• **CONSIGNE**
Relevez et recopiez toutes les lignes des rangées qui contiennent le mot « Target », en tenant compte de la casse.

═════ DONNÉES À UTILISER

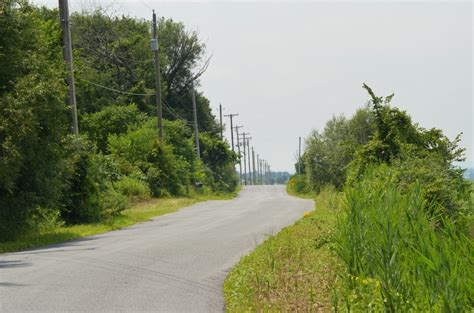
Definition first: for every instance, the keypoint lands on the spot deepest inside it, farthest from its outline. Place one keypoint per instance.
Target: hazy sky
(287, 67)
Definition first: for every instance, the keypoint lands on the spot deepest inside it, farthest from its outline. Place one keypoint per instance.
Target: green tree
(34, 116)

══════════
═════ DONNÉES À UTILISER

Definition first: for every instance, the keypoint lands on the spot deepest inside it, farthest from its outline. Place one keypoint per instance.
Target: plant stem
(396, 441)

══════════

• **RÉSULTAT**
Target: hazy sky
Target: green tree
Target: plant stem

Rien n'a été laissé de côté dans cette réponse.